Com tudo isso, grande parte de sua obra só foi valorizada bem após a sua morte, já a partir da década de 1950. Para pesquisadores e leitores ávidos do autor, o movimento de recuperar a importância da sua obra e de reconhecer sua relevância tem aumentado muito a sua popularidade recentemente. Não é por coincidência – à frente de seu tempo, foi um moderno antes dos modernos, e é essencial ainda para entender o Brasil atual.
Lima Barreto é, e é cada vez mais, um marco incontornável do cânone literário brasileiro, e por isso, no aniversário de sua morte, há filmes, documentários e até podcasts sendo produzidos para falar sobre o autor. Para a professora Cristiane Brasileiro, formada pela UFJF e atual professora adjunta da Universidade Estadual do Rio de Janeiro (UERJ), é importante notar que ele teve uma trajetória difícil para dar vazão ao seu talento, considerando o ambiente cultural asfixiante no qual sua vontade de escrever emergiu. “Acho que, em primeiro lugar, ele assumiu perspectivas e olhares sobre a sociedade da época que são ainda hoje muito originais e necessários, em especial quando pensamos na dinâmica das relações raciais no Brasil e no entrecruzamento das mesmas com questões de classe e gênero”, diz.

## [Pedido de trabalho]
Por favor, continue o texto sobre Lima Barreto a partir da última frase apresentada.

(Entradas de dados armazenados)
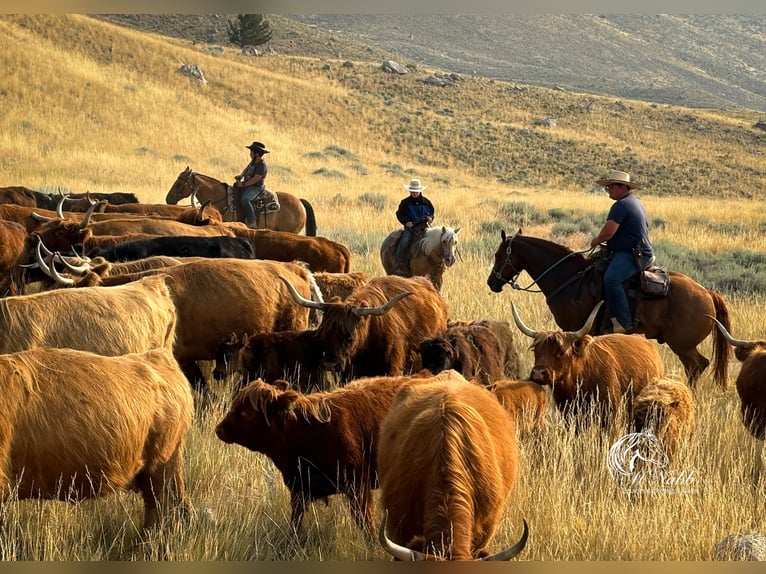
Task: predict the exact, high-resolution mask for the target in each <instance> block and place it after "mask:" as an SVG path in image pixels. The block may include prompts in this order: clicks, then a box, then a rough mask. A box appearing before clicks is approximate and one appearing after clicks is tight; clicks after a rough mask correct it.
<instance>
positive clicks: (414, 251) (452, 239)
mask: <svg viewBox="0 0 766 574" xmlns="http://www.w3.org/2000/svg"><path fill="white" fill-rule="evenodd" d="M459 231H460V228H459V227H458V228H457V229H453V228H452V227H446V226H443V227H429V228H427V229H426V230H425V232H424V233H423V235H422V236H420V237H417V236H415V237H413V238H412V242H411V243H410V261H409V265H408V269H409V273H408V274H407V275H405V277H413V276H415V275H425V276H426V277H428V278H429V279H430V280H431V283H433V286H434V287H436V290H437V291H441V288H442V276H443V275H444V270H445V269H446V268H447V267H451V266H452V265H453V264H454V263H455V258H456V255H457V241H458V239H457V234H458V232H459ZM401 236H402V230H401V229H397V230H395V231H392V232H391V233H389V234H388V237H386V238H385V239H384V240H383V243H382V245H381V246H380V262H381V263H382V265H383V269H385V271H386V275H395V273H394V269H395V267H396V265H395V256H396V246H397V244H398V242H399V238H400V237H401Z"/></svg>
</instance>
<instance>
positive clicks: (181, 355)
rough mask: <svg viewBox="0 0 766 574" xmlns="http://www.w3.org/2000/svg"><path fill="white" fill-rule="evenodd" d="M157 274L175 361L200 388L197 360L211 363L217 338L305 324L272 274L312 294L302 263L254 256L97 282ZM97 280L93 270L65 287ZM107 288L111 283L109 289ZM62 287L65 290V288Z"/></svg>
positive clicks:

* * *

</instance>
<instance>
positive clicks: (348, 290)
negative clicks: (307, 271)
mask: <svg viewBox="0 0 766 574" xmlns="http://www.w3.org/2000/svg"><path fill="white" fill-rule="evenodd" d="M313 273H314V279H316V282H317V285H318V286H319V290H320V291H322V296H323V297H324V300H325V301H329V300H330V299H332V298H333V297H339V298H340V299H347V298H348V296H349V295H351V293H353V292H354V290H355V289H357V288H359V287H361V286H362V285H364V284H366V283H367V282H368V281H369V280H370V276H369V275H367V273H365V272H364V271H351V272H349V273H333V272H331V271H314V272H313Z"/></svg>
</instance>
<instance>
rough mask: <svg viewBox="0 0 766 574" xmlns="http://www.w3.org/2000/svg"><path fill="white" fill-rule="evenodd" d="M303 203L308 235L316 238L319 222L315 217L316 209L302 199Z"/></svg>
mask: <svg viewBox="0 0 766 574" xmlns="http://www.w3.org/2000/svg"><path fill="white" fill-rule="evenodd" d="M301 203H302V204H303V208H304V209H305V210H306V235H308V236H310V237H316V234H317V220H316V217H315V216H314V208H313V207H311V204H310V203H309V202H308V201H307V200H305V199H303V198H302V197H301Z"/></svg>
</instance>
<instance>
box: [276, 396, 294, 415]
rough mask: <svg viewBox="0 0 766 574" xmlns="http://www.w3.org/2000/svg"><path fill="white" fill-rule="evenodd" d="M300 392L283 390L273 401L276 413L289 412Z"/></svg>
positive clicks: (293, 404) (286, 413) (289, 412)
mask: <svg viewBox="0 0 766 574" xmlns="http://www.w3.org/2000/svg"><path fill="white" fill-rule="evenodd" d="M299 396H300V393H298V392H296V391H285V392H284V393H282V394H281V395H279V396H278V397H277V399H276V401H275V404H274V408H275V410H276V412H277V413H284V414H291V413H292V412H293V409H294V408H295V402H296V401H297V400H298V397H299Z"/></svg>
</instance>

## [Resposta esperada]
Além disso, ela relembra que ele foi um inovador também na forma, ousando aproximar a língua literária de uma coloquialidade carioca quando uma operação desse tipo tendia a ser mal vista. Sua obra também é conhecida por ser capaz de trazer os elementos testemunhais que se mesclavam a uma experiência de vida e a um horizonte altamente coletivo. E fez isso do ponto de vista de alguém que não costumava ter sua voz ouvida, sequer tolerada – fosse em sua singularidade ou no que continha de alta representatividade social.
Para entender essa liberdade que ele tomava em suas obras, o professor de Letras na UFJF e poeta Alexandre Faria relembra que a história da literatura brasileira ainda associa muito o modernismo à Semana de Arte Moderna em São Paulo, mas já havia autores que encarnavam as características do modernismo antes disso. “Autores fora desse circuito paulista, naquele momento, acabavam ficando apagados num lugar nebuloso. Mas nós já tínhamos autores que estavam voltados para a vida cotidiana, para a linguagem coloquial e que vão reportar um estilo de vida moderno”, explica.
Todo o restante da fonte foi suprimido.